» **Aufgabe 1**: Welches Gebäude diente laut dem Spielbericht aus Norderstedt als Spiellokal?
» **Aufgabe 2**: Nimm den Spielbericht aus Norderstedt nach der letzten aufgeführten Paarung wieder auf und schreib ihn weiter.

» **Vorliegender Text**:
* * * * * * * * *

Hoch im Norder stedt ein Spiellokal
Fast in Bestbesetzung trat die Diagonale bei den ersatzgeschwächten Norderstedtern an. Gegenüber der Meldeliste fehlten dieses Mal lediglich Jens Ove, Niels Jørgen, Christian, Esmat, Daniel, Adesh und Thomine. Und die letzten Reservespieler standen auch schon am Sonnabend fest. Wobei es wirklich die letzten waren, eine weitere Absage wäre nicht mehr zu kompensieren gewesen, sodass wir auch Kranke mitnahmen. Und so fuhr Rudis Resterampe ins Skandinavische, um dem Gastgeber, vor zwei Jahren noch Bundesligist, zu zeigen, was ein Weihnachtsmarkt ist.
Schon dieser erste Plan lief hingegen schief, das wussten die Norderstedter bereits, war ja nicht nur vor den Toren des als Spiellokal herhaltenden Rathauses ein solcher Markt, sondern auch innerhalb desselben führte die Wegbeschreibung zum Spiellokal (rechts halbhoch, dann umdrehen in Stock 1, am Fahrstuhl vorbei über die Brücke, bei Timbuktu in die Unterführung und kurz vor Kathmandu wieder raus, schräg durch den Wasserfall, beim Kannibalendorf geradeaus und dann Treppenhaus 8 ) an einem Kunsthandwerkermarkt vorbei, wie er hauptsächlich ja zu genau dieser Jahreszeit stattfindet. All das sollte uns jedoch nicht stören – etwas mehr schon der im Verlauf der Partien auftauchende Daueralarm von einer der Türen. Ansonsten war aber alles da, was das Schachspielerherz begehrt: Tische, Stühle, Uhren, Kaffee und vor allem Bretter und Figuren, und so konnte ein Zweitadventsspiel beginnen, wie es schon an dutzenden zweiten Advents zuvor gespielt wurde.
Zu den von Heinz-Werner Szudra geführten Protagonisten gehörten dieses Mal:
Christoph Kuberczyk-Andrey Ostrovskiy (2423)
Michael Kopylov (2411)-Matthias Wasmuth
Martin Becker-Emil Powierski (2303)
Viktor Polischuk (2285)-Etienne Döderlein
Marten Holst-Frank Hagenstein (2245)
Christian Michna (2237)-Said Haschimi
Andrei Cotaru-Ralf Bohnsack (2155)

* * * * * * * * *

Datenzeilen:
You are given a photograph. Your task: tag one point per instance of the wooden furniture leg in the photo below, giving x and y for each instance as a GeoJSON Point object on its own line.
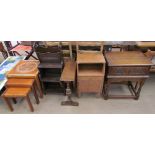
{"type": "Point", "coordinates": [8, 103]}
{"type": "Point", "coordinates": [69, 101]}
{"type": "Point", "coordinates": [139, 89]}
{"type": "Point", "coordinates": [106, 90]}
{"type": "Point", "coordinates": [39, 86]}
{"type": "Point", "coordinates": [29, 103]}
{"type": "Point", "coordinates": [35, 94]}
{"type": "Point", "coordinates": [14, 100]}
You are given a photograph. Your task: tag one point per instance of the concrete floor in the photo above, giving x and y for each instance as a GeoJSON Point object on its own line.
{"type": "Point", "coordinates": [89, 104]}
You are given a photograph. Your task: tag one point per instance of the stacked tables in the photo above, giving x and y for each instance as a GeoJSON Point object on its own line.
{"type": "Point", "coordinates": [27, 69]}
{"type": "Point", "coordinates": [6, 66]}
{"type": "Point", "coordinates": [126, 68]}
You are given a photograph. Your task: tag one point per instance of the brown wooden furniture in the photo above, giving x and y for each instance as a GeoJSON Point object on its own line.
{"type": "Point", "coordinates": [14, 92]}
{"type": "Point", "coordinates": [126, 68]}
{"type": "Point", "coordinates": [84, 46]}
{"type": "Point", "coordinates": [26, 69]}
{"type": "Point", "coordinates": [66, 50]}
{"type": "Point", "coordinates": [3, 51]}
{"type": "Point", "coordinates": [24, 48]}
{"type": "Point", "coordinates": [145, 44]}
{"type": "Point", "coordinates": [151, 55]}
{"type": "Point", "coordinates": [90, 72]}
{"type": "Point", "coordinates": [50, 67]}
{"type": "Point", "coordinates": [23, 83]}
{"type": "Point", "coordinates": [68, 77]}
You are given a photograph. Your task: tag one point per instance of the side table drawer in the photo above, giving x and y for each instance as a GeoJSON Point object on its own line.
{"type": "Point", "coordinates": [90, 84]}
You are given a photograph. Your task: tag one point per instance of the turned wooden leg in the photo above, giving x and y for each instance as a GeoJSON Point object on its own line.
{"type": "Point", "coordinates": [106, 90]}
{"type": "Point", "coordinates": [6, 100]}
{"type": "Point", "coordinates": [69, 101]}
{"type": "Point", "coordinates": [35, 94]}
{"type": "Point", "coordinates": [139, 89]}
{"type": "Point", "coordinates": [14, 100]}
{"type": "Point", "coordinates": [29, 103]}
{"type": "Point", "coordinates": [39, 86]}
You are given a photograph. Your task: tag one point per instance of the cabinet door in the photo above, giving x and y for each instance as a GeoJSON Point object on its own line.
{"type": "Point", "coordinates": [90, 84]}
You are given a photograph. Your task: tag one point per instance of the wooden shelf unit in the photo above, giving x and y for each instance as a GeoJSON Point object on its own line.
{"type": "Point", "coordinates": [90, 73]}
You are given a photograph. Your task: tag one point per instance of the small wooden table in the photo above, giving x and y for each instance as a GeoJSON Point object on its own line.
{"type": "Point", "coordinates": [27, 49]}
{"type": "Point", "coordinates": [90, 73]}
{"type": "Point", "coordinates": [27, 69]}
{"type": "Point", "coordinates": [126, 68]}
{"type": "Point", "coordinates": [68, 76]}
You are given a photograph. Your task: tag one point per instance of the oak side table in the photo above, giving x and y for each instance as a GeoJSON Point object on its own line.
{"type": "Point", "coordinates": [130, 68]}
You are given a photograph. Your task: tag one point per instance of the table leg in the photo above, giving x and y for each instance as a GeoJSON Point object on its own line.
{"type": "Point", "coordinates": [29, 103]}
{"type": "Point", "coordinates": [106, 90]}
{"type": "Point", "coordinates": [39, 86]}
{"type": "Point", "coordinates": [8, 103]}
{"type": "Point", "coordinates": [69, 101]}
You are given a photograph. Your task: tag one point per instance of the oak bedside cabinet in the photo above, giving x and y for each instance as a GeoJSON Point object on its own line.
{"type": "Point", "coordinates": [90, 73]}
{"type": "Point", "coordinates": [129, 68]}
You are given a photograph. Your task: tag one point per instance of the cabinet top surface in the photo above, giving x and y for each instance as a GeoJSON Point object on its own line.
{"type": "Point", "coordinates": [125, 58]}
{"type": "Point", "coordinates": [90, 58]}
{"type": "Point", "coordinates": [24, 68]}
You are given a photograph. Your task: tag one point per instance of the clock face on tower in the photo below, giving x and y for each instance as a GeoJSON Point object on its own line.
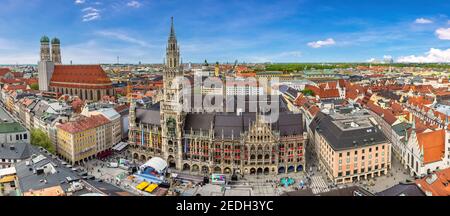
{"type": "Point", "coordinates": [171, 127]}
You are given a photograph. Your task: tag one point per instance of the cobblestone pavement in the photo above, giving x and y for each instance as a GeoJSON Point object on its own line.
{"type": "Point", "coordinates": [396, 175]}
{"type": "Point", "coordinates": [318, 185]}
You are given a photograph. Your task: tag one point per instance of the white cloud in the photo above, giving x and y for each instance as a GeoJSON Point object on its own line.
{"type": "Point", "coordinates": [443, 33]}
{"type": "Point", "coordinates": [423, 21]}
{"type": "Point", "coordinates": [318, 44]}
{"type": "Point", "coordinates": [134, 4]}
{"type": "Point", "coordinates": [91, 14]}
{"type": "Point", "coordinates": [275, 57]}
{"type": "Point", "coordinates": [432, 56]}
{"type": "Point", "coordinates": [371, 60]}
{"type": "Point", "coordinates": [123, 37]}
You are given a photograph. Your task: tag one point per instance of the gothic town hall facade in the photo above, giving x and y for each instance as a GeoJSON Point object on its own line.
{"type": "Point", "coordinates": [219, 142]}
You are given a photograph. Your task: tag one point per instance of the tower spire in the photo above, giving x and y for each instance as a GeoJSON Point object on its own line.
{"type": "Point", "coordinates": [172, 28]}
{"type": "Point", "coordinates": [172, 49]}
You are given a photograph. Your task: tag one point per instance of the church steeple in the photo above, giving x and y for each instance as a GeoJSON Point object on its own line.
{"type": "Point", "coordinates": [172, 50]}
{"type": "Point", "coordinates": [172, 29]}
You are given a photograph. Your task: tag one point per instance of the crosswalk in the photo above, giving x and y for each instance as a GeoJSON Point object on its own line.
{"type": "Point", "coordinates": [318, 185]}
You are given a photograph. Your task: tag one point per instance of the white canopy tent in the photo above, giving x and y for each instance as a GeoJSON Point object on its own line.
{"type": "Point", "coordinates": [156, 163]}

* * * * * * * * *

» **Antwort 1**: Das Rathaus.

» **Antwort 2**:
Hanno Sislian (2252)-Tobias Frische
Wie man sieht, also auch in Norderstedt das letzte Aufgebot, Brett 1 und 5 fehlten, so gab es für uns bei im Schnitt nur 374 Punkten weniger gute Chancen, endlich mal den verdienten dreifachen Punkterfolg einzufahren. Auch sonst waren die Mannschaften konstant: jede Runde holten sie zusammen bislang je 2 Mannschaftspunkte (als Spoiler: das sollte auch heute so kommen). Aber vor den Punkterfolg haben die Schachgötter die Caro-Kann-Vorbeizugsvariante mit … c5 gesetzt, die heute Inhalt des Thematurniers sein sollte.
Und so spielten wir munter los, die weißen Diagonalesen erreichten problemlos Ausgleich, die schwarzen waren vom Gemüt her auch ausgeglichen. Und der Leser hat erst einmal jede Menge Zeit, auf dem Weihnachtsmarkt ein zerkochtes Steak im mehligen Brötchen für nur 23 Euro zu konsumieren, denn der Bericht wird erst nach drei Stunden wieder einsetzen.
Drei Stunden später. Es steht 0:0. Draußen brummt ein Türalarm, drinnen die Schädel. Wobei einiges passiert ist, Said opferte zum Beispiel mal ein paar Bauern für Angriff auf den König. In der Form nicht korrekt, sodass er seitdem ein Endspiel mit Wenigerbauern zu verteidigen hatte, aber die Idee an sich war sauber, mit etwas anderer Zugfolge hätte Christian Michna in große Verlegenheit geraten können. Nach drei Stunden war aber auch gut mit der Verteidigung des schlechten Endspiels, die neue Aufgabe war es jetzt aufzugeben, was Said dann auch tat, 1:0 für die Gastgeber.
Marten hingegen kam zunächst sehr passiv aus der Eröffnung, nach einer gegnerischen Verschärfung öffneten sich jedoch jede Menge Diagonalen und Linien in beide Richtungen, sowohl auf g2 als auch auf g7 könnte es ein Matt geben, wenn der jeweils andere nicht aufpasste, vieles hing am seidenen Faden, aber nach dem letzten Zug der Partie hatte Marten einen Bauern mehr – und Frank Hagenstein einen durchschlagenden Angriff. Eine spannende Partie und 2:0 für den SKN.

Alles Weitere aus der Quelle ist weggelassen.